→ **About this exercise**:
In the records below, find the line containing "of the tree" and restate it and all lines after it exactly, through the last line.

= = =

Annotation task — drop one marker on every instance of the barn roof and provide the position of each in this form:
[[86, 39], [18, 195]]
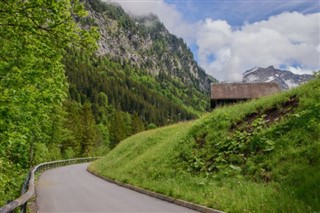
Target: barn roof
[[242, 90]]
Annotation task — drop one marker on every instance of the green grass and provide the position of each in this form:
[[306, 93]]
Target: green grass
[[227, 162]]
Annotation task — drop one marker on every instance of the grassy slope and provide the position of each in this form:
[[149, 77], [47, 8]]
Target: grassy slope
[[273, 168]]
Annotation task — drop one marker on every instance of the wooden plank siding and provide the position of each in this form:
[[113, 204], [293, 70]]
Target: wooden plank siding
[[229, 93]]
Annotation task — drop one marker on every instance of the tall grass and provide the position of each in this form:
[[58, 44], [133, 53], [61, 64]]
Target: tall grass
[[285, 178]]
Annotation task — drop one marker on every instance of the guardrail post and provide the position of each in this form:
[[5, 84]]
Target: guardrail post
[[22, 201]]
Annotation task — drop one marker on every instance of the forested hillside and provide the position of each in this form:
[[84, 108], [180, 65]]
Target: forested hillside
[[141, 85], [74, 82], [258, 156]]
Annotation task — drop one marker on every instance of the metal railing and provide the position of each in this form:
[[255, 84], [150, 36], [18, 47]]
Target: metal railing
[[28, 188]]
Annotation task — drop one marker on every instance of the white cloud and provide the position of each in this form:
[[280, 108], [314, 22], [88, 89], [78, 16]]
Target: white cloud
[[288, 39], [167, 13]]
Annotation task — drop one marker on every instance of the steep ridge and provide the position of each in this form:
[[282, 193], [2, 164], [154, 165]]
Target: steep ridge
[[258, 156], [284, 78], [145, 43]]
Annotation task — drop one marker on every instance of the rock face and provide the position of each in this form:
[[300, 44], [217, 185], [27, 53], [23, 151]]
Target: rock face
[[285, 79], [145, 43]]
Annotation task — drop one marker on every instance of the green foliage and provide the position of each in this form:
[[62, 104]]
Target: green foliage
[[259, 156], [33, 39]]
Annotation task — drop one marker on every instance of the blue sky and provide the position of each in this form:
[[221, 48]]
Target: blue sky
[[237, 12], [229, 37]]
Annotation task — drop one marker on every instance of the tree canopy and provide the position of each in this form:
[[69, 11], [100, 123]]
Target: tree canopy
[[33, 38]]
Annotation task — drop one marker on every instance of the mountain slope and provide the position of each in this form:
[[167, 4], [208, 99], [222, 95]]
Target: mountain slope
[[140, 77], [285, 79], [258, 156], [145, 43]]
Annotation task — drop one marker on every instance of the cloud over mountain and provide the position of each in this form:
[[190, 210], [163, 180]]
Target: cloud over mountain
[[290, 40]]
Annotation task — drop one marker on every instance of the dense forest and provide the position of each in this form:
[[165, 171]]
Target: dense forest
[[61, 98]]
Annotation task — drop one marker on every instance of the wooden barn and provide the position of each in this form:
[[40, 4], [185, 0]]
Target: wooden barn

= = =

→ **Answer below**:
Annotation task — drop one marker on every instance of the tree canopy and provide the position of each in this form:
[[69, 11], [100, 123]]
Target: tree canopy
[[33, 38]]
Annotation task — drop one marker on every instance of the mountain slope and provide the position of each in this form:
[[167, 4], [208, 99], [222, 95]]
Target: mountain slope
[[140, 77], [285, 79], [258, 156], [145, 43]]
Annotation task — drop one marker on every instance of the cloud over mountain and provide the position of each in this form:
[[190, 210], [163, 180]]
Target: cloud over mountain
[[290, 40]]
Annotation task — drop one marker on every instance of the dense forest and provide the position of each in this form:
[[165, 171]]
Target: dense forest
[[61, 98]]
Annotation task — drop one marker on every instance of the wooden barn and provide the position of each in this form:
[[40, 4], [185, 0]]
Target: wooden barn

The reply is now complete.